Work item ▸ The answer must consist of the entries, copied exactly and in full.

Saved data entries:
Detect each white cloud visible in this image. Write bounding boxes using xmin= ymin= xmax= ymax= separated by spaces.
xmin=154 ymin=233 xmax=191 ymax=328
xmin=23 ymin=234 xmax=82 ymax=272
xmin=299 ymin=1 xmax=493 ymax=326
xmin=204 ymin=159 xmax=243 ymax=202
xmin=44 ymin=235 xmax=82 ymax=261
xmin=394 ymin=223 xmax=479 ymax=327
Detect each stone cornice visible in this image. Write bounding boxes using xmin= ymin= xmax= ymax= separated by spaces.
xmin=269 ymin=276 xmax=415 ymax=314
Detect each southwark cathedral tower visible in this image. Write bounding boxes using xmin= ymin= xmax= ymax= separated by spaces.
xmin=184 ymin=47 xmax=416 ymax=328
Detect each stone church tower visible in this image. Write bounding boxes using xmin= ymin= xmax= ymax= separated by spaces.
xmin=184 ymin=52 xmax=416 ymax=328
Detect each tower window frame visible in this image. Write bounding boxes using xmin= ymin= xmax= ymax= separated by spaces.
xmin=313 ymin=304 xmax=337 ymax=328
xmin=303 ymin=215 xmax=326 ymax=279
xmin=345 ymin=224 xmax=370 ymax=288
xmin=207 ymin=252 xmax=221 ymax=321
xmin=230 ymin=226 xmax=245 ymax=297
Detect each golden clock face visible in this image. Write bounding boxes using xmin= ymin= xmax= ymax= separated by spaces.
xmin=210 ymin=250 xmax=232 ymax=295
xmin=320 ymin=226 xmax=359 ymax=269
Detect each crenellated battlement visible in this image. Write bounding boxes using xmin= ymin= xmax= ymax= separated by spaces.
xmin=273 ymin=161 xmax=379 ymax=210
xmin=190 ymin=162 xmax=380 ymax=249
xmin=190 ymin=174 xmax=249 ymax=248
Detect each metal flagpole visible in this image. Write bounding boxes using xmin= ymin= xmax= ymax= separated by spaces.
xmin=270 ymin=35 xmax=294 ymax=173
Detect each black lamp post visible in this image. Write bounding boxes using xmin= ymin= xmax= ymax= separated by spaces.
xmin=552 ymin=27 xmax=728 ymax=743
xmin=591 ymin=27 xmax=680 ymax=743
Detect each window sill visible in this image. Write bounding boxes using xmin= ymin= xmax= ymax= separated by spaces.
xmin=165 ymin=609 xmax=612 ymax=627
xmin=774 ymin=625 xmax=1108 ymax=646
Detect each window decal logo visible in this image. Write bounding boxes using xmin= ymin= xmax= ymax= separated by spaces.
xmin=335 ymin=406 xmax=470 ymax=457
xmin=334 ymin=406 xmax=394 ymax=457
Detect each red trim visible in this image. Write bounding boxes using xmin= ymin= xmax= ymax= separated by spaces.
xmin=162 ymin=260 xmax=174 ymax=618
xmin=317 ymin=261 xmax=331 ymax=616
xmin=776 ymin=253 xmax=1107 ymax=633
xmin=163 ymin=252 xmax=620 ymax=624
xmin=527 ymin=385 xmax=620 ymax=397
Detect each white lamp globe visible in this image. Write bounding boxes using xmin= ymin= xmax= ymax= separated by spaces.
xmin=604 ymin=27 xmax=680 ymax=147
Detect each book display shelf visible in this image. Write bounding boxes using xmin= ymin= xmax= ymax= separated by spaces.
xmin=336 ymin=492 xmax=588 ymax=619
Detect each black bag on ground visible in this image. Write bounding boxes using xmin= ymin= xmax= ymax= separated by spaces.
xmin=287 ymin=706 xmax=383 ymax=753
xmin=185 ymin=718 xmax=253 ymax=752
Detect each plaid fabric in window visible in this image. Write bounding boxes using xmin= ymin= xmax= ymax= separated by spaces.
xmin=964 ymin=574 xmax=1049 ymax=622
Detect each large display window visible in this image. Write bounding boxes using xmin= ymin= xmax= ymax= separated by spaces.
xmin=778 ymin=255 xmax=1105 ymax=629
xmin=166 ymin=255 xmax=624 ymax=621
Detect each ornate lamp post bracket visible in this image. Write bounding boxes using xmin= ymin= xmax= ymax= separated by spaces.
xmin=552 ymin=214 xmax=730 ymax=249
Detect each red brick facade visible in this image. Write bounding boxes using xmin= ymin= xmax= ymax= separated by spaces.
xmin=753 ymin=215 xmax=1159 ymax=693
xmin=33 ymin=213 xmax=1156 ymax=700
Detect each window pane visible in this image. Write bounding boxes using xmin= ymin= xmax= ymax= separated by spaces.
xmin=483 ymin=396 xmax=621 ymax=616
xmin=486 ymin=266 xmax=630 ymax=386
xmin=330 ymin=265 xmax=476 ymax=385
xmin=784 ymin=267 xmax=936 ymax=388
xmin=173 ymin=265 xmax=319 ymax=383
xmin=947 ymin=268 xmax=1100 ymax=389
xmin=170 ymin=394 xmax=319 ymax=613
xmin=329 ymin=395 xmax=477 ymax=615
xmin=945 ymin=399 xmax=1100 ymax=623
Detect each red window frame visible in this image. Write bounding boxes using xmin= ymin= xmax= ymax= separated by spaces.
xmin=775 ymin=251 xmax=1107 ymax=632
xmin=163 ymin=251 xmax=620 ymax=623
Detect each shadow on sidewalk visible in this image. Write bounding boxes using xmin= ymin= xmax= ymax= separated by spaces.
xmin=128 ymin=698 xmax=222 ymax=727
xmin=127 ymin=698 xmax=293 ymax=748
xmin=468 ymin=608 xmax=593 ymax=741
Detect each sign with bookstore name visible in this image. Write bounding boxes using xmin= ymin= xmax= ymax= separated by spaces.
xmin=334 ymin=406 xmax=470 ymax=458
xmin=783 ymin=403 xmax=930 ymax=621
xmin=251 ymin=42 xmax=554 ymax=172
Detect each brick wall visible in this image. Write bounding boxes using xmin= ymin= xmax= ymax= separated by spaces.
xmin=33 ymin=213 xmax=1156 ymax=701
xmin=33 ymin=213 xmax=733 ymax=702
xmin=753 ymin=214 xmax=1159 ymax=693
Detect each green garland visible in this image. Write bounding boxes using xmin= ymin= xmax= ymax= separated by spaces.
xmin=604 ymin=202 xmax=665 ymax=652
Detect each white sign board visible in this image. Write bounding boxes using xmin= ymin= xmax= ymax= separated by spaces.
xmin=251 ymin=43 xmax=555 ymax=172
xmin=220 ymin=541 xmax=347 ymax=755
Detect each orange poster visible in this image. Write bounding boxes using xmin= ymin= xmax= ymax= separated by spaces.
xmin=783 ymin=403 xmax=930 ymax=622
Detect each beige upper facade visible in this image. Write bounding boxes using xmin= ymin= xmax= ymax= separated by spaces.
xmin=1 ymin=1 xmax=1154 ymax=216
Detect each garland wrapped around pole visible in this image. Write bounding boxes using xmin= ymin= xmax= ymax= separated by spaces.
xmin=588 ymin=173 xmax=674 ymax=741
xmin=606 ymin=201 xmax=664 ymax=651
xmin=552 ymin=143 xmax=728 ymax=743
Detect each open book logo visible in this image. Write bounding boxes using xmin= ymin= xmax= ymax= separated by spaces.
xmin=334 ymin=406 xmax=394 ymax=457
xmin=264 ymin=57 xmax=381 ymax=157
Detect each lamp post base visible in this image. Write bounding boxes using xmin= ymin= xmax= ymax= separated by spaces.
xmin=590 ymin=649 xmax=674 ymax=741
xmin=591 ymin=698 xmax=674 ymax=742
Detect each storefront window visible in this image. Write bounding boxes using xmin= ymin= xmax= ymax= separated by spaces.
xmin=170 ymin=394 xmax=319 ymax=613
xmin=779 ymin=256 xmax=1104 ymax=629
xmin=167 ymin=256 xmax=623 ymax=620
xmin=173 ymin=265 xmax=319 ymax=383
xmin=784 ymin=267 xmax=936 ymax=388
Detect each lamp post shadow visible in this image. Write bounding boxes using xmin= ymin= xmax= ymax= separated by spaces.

Written response ▸
Detect each white cloud visible in this image. Write bounding boxes using xmin= ymin= xmax= ymax= separated by spaces.
xmin=154 ymin=233 xmax=191 ymax=328
xmin=23 ymin=234 xmax=82 ymax=272
xmin=299 ymin=1 xmax=493 ymax=326
xmin=204 ymin=159 xmax=243 ymax=202
xmin=44 ymin=235 xmax=82 ymax=261
xmin=394 ymin=223 xmax=479 ymax=327
Detect each stone cornice visible in this image. Write bounding boxes using xmin= ymin= xmax= ymax= separated by spaces.
xmin=269 ymin=276 xmax=415 ymax=314
Detect each southwark cathedral tower visible in this image. Write bounding boxes using xmin= ymin= xmax= ymax= separated by spaces.
xmin=184 ymin=47 xmax=416 ymax=328
Detect each stone church tower visible in this image. Write bounding boxes using xmin= ymin= xmax= ymax= separated by spaces.
xmin=184 ymin=52 xmax=416 ymax=328
Detect each tower window frame visible in this image. Write bounding boxes using xmin= ymin= xmax= ymax= separated by spaces.
xmin=313 ymin=304 xmax=337 ymax=328
xmin=303 ymin=215 xmax=326 ymax=279
xmin=345 ymin=224 xmax=370 ymax=288
xmin=207 ymin=252 xmax=221 ymax=321
xmin=230 ymin=226 xmax=245 ymax=297
Detect each golden clock face visible in this image. Write bounding boxes using xmin= ymin= xmax= ymax= separated by spaces.
xmin=210 ymin=250 xmax=232 ymax=295
xmin=320 ymin=226 xmax=359 ymax=269
Detect each crenellated battlement visible in this image. Write bounding boxes using xmin= ymin= xmax= ymax= separated by spaces.
xmin=273 ymin=161 xmax=379 ymax=210
xmin=190 ymin=162 xmax=380 ymax=249
xmin=190 ymin=174 xmax=249 ymax=248
Detect each metal flagpole visible in this image. Write bounding boxes using xmin= ymin= xmax= ymax= separated by spaces.
xmin=270 ymin=35 xmax=294 ymax=173
Detect each black lamp post visible in this image. Write bounding boxes using xmin= ymin= xmax= ymax= separated by spaces.
xmin=552 ymin=27 xmax=728 ymax=743
xmin=591 ymin=27 xmax=680 ymax=743
Detect each window sill visible in this image. Write bounding boxes using xmin= ymin= xmax= ymax= separated by spaces.
xmin=165 ymin=609 xmax=612 ymax=627
xmin=774 ymin=625 xmax=1108 ymax=646
Detect each window decal logo visible in this image. Write bounding boxes using xmin= ymin= xmax= ymax= separated by spaces.
xmin=335 ymin=406 xmax=470 ymax=457
xmin=334 ymin=406 xmax=394 ymax=457
Detect each red trim visible in this image. Write bounding boxes using xmin= ymin= xmax= ymax= separated by spaces.
xmin=162 ymin=260 xmax=174 ymax=618
xmin=317 ymin=261 xmax=331 ymax=616
xmin=776 ymin=253 xmax=1107 ymax=633
xmin=163 ymin=252 xmax=620 ymax=624
xmin=527 ymin=385 xmax=620 ymax=397
Detect each white lamp globe visible in this image. Write bounding boxes using xmin= ymin= xmax= ymax= separated by spaces.
xmin=604 ymin=27 xmax=680 ymax=147
Detect each book display shelf visible in this image. Write bounding boxes using xmin= ymin= xmax= ymax= separated by spaces.
xmin=336 ymin=492 xmax=588 ymax=619
Detect each black bag on ground visible in this image. Write bounding boxes using xmin= ymin= xmax= ymax= separated by spaces.
xmin=287 ymin=706 xmax=383 ymax=753
xmin=185 ymin=718 xmax=253 ymax=752
Detect each plaid fabric in window visible in this image. Write bounding boxes using xmin= ymin= xmax= ymax= separated by spaces.
xmin=964 ymin=574 xmax=1049 ymax=622
Detect each large display window visible in this image. Write bounding boxes using xmin= ymin= xmax= ymax= separated by spaces.
xmin=778 ymin=255 xmax=1105 ymax=629
xmin=166 ymin=255 xmax=624 ymax=621
Detect each ornate lamp post bracket visible in this image. Write bounding boxes using xmin= ymin= xmax= ymax= separated by spaces.
xmin=552 ymin=214 xmax=730 ymax=249
Detect each red brick facade visible in this image. Write bounding boxes using xmin= ymin= xmax= ymax= separated by spaces.
xmin=753 ymin=215 xmax=1159 ymax=693
xmin=33 ymin=213 xmax=1156 ymax=700
Detect each window pane visible in this image. Write bounding boxes using xmin= ymin= xmax= ymax= separated by spaces.
xmin=483 ymin=396 xmax=621 ymax=616
xmin=486 ymin=266 xmax=630 ymax=386
xmin=330 ymin=265 xmax=476 ymax=385
xmin=784 ymin=267 xmax=936 ymax=388
xmin=173 ymin=265 xmax=319 ymax=383
xmin=947 ymin=268 xmax=1100 ymax=389
xmin=170 ymin=394 xmax=319 ymax=613
xmin=329 ymin=395 xmax=477 ymax=615
xmin=945 ymin=399 xmax=1100 ymax=623
Detect each red window frame visible in this image. Write bounding boxes using xmin= ymin= xmax= ymax= separated by spaces.
xmin=775 ymin=251 xmax=1107 ymax=632
xmin=163 ymin=251 xmax=620 ymax=623
Detect each shadow on sidewalk visible in this image. Write bounding boxes using xmin= ymin= xmax= ymax= separated by spaces.
xmin=128 ymin=698 xmax=222 ymax=727
xmin=127 ymin=698 xmax=293 ymax=748
xmin=468 ymin=608 xmax=593 ymax=741
Detect each sign with bookstore name visible in this image. Write bounding boxes using xmin= ymin= xmax= ymax= separated by spaces.
xmin=334 ymin=406 xmax=470 ymax=458
xmin=783 ymin=403 xmax=930 ymax=621
xmin=251 ymin=42 xmax=554 ymax=172
Detect each brick wall visible in this image. Write bounding boxes using xmin= ymin= xmax= ymax= separated by spaces.
xmin=33 ymin=213 xmax=1156 ymax=701
xmin=33 ymin=213 xmax=733 ymax=702
xmin=753 ymin=214 xmax=1159 ymax=693
Detect each green garland visible in this image. Write bounding boxes using xmin= ymin= xmax= ymax= separated by spaces.
xmin=604 ymin=202 xmax=665 ymax=652
Detect each white sign board visible in this image. Write bounding boxes using xmin= ymin= xmax= ymax= separated by spaces.
xmin=251 ymin=43 xmax=555 ymax=172
xmin=220 ymin=541 xmax=347 ymax=755
Detect each orange poster visible in this image. Write bounding boxes using xmin= ymin= xmax= ymax= separated by spaces.
xmin=783 ymin=403 xmax=930 ymax=622
Detect each beige upper facade visible in this image. Write bounding boxes using xmin= ymin= xmax= ymax= separated by spaces.
xmin=1 ymin=1 xmax=1154 ymax=216
Detect each garland wrapped around pole visible in this image. Write bounding boxes using xmin= ymin= xmax= ymax= separated by spaces.
xmin=588 ymin=173 xmax=674 ymax=741
xmin=606 ymin=201 xmax=664 ymax=651
xmin=552 ymin=143 xmax=728 ymax=743
Detect each open book logo visible in this image. Write bounding boxes using xmin= ymin= xmax= ymax= separated by spaces.
xmin=334 ymin=406 xmax=394 ymax=457
xmin=264 ymin=57 xmax=381 ymax=157
Detect each lamp post base visible in this image. Write bounding boxes using xmin= ymin= xmax= ymax= separated by spaces.
xmin=590 ymin=649 xmax=674 ymax=741
xmin=591 ymin=698 xmax=674 ymax=742
Detect each storefront window visible in this image. Write bounding boxes using xmin= ymin= xmax= ymax= separated by spaces.
xmin=170 ymin=394 xmax=319 ymax=613
xmin=779 ymin=256 xmax=1104 ymax=629
xmin=167 ymin=256 xmax=623 ymax=620
xmin=173 ymin=265 xmax=319 ymax=383
xmin=784 ymin=267 xmax=936 ymax=388
Detect each lamp post shadow visible in this image. Write bounding boxes using xmin= ymin= xmax= ymax= separated by spaces.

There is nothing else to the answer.